EXERCISE OBJECTIVE: In the records below, find the line containing "Where can the distant", then extract that line and all subsequent lines exactly, leaving out everything else.

DATA ENTRIES:
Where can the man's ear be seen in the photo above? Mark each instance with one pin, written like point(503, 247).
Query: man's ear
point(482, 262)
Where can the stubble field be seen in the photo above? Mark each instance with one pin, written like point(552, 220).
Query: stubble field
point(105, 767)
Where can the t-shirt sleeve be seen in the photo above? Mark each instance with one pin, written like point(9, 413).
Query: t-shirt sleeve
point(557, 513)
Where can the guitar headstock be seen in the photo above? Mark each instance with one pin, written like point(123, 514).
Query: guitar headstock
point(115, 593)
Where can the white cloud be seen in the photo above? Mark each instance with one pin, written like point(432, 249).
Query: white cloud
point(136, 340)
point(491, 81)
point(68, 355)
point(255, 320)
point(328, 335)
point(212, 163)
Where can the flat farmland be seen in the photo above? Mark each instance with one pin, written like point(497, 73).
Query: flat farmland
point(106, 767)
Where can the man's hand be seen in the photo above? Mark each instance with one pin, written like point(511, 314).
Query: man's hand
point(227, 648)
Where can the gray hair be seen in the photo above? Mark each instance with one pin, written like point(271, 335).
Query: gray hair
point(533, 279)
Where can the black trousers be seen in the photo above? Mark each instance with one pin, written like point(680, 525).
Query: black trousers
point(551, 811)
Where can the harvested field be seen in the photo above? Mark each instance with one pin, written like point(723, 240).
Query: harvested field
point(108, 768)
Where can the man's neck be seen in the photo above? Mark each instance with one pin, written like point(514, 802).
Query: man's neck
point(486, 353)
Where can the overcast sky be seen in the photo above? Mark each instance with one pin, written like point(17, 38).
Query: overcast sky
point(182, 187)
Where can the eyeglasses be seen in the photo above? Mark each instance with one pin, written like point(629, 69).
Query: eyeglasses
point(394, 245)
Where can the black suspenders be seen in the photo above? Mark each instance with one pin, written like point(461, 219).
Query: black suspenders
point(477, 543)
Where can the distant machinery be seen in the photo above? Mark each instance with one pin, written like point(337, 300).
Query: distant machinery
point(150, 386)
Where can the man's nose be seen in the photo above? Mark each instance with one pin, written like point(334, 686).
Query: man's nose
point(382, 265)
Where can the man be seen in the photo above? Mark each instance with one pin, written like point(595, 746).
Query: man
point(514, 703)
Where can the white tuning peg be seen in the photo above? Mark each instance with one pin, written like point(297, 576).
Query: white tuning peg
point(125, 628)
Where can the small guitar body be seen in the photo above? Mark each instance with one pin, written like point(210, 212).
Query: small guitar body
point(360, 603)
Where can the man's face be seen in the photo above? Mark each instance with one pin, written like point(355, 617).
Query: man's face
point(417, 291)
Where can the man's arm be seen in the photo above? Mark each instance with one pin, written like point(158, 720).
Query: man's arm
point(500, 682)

FULL OUTPUT:
Where can the distant machinery be seen in the photo above? Mark each instance with one pin, written like point(337, 300).
Query: distant machinery
point(150, 386)
Where can the man's nose be seen in the photo above? Mark each instance with one pin, written like point(334, 686).
Query: man's nose
point(382, 265)
Where can the man be seen in the photo above? Mark each instance with one pin, written like point(595, 746).
Query: man
point(514, 703)
Where can the white tuning peg be seen in the photo above? Mark each instance with one pin, written like point(297, 576).
Query: white tuning peg
point(125, 628)
Where can the small guitar body be seen in the photo above? Mark each instance with one pin, written like point(210, 212).
Query: small guitar body
point(360, 603)
Where can the man's face be seen in the photo above? Mark each instance with one pin, written like point(355, 617).
Query: man's face
point(417, 291)
Where can the man's arm be seen in the photo above? Mark each instance with one pin, written like point(158, 720).
Query: man's arm
point(500, 682)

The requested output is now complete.